Por Ana Paula Brito e Maria Eduarda Junqueira
A proteção dos direitos de propriedade industrial no Brasil é estabelecida no plano constitucional e infraconstitucional, respectivamente pelo Artigo 5º, item XXIX, da Constituição da República Federativa do Brasil e pelas disposições da Lei nº 9279/96 (Lei da Propriedade Industrial).
Entre suas diferentes modalidades, destacam-se os modelos de utilidade e as patentes de invenção concedidos aos respectivos requerentes nas condições estabelecidas na Lei de Propriedade Industrial mencionada acima. No entanto, para que tais inovações sejam efetivas e concedidas pelo Instituto Nacional da Propriedade Industrial (INPI), o requerimento deve passar por várias etapas administrativas até que a patente correspondente seja concedida. Para que todas as etapas sejam bem-sucedidas, é fundamental a participação de um órgão técnico especializado que trabalhe em estreita colaboração com o cliente.
Mais do que contar com uma equipe técnica especializada, no entanto, a chave para uma estratégia bem-sucedida para obtenção de uma patente, é a interação entre a equipe técnica e a equipe jurídica. Considerando o nível de complexidade no cenário de propriedade industrial, a dialética entre a legislação e outras áreas técnicas ganha importância notável e revela, sem dúvida, que a propriedade industrial é um sistema não apenas multidisciplinar, mas também interdisciplinar.

REGISTROS EXTRAÍDOS =
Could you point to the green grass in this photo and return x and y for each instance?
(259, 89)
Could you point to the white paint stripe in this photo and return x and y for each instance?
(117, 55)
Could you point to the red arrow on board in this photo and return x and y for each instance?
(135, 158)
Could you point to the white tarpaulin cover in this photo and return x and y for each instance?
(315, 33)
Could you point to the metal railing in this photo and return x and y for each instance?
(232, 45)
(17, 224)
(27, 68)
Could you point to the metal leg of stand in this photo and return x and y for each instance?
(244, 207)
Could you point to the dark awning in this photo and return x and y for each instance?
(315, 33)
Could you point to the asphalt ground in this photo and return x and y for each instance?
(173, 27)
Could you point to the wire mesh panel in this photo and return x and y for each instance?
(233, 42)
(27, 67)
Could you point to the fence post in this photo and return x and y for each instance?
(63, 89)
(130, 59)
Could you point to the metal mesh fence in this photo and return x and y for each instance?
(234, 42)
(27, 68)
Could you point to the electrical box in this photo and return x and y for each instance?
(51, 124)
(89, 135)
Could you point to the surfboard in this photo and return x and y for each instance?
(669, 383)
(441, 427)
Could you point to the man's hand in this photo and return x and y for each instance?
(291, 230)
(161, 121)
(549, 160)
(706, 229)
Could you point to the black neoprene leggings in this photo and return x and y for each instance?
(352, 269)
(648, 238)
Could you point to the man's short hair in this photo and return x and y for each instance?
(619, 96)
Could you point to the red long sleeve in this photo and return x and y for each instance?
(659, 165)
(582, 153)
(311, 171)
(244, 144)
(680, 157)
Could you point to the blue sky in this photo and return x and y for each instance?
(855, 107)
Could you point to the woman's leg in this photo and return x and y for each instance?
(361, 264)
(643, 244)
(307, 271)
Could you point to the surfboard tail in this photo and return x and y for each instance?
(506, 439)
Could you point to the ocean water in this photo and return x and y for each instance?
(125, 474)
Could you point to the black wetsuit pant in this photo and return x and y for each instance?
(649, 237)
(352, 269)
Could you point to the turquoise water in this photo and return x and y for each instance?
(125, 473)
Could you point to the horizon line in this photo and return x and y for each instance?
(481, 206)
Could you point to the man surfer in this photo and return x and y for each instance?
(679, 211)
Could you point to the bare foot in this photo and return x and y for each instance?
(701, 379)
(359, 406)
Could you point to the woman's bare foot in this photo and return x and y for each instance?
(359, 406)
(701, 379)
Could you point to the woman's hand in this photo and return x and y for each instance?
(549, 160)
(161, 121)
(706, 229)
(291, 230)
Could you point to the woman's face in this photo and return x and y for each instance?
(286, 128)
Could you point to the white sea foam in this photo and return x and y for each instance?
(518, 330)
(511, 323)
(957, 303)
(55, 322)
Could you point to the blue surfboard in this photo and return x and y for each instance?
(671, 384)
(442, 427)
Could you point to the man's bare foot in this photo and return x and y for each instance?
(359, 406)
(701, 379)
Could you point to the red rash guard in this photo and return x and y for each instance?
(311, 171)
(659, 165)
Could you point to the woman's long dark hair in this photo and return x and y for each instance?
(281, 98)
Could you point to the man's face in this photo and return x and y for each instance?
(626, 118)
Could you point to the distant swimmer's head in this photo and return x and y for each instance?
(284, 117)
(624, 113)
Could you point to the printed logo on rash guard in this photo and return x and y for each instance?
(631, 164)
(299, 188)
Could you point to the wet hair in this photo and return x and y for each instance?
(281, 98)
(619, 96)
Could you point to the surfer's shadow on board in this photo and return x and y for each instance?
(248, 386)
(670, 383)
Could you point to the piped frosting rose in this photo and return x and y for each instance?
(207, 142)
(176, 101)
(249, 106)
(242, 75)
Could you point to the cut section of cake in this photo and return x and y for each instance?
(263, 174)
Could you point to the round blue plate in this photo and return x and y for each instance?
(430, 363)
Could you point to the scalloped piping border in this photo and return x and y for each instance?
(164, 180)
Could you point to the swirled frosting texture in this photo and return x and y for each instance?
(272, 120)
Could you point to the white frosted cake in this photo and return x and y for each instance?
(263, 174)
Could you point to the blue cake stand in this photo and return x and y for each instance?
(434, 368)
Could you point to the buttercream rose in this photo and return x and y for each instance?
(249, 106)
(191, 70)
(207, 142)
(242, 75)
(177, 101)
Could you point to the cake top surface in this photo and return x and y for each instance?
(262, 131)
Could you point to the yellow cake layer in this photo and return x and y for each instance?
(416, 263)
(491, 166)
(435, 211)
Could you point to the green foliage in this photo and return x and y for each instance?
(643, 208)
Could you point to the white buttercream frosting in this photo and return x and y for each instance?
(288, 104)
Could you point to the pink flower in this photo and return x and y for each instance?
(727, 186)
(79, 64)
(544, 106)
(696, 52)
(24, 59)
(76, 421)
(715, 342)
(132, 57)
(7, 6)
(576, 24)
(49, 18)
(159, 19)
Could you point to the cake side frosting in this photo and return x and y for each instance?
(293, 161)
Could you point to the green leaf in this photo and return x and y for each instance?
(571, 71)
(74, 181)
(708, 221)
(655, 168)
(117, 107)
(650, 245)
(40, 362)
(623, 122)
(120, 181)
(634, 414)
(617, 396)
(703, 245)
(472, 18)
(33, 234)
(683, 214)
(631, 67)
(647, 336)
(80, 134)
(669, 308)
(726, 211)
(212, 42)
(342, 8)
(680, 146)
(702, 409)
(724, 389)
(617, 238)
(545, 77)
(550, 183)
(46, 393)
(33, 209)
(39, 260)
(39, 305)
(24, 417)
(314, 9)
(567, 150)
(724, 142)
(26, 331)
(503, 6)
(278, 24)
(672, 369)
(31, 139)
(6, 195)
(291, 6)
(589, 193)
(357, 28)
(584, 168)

EXERCÍCIO PROPOSTO A =
Responda com base no texto sobre propriedade industrial:
(i) Qual lei regula a propriedade industrial no plano infraconstitucional?
(ii) Qual órgão concede as patentes?
(iii) Qual é a chave para uma estratégia bem-sucedida de obtenção de uma patente?
EXERCÍCIO PROPOSTO B = Explique em até três frases, conforme o texto sobre propriedade industrial, por que a dialética entre a legislação e outras áreas técnicas ganha importância notável.

RESULTADO DO EXERCÍCIO A =
(i) A Lei nº 9279/96 (Lei da Propriedade Industrial).
(ii) O Instituto Nacional da Propriedade Industrial (INPI).
(iii) A interação entre a equipe técnica e a equipe jurídica.

RESULTADO DO EXERCÍCIO B = Ela ganha importância por causa do nível de complexidade no cenário de propriedade industrial. Essa dialética revela que a propriedade industrial é um sistema não apenas multidisciplinar, mas também interdisciplinar.